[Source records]
::::

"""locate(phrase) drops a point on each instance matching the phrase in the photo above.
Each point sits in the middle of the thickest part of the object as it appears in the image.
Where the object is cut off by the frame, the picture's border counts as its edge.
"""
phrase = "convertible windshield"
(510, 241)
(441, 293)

::::

**INSTRUCTIONS FOR THE TASK:** Identify each line in the records above containing the word "object"; copy those lines.

**EXERCISE RESPONSE:**
Each point sits in the middle of the thickest part of the object as it appears in the image.
Where the object is cut off by the frame, the picture's border counts as its edge.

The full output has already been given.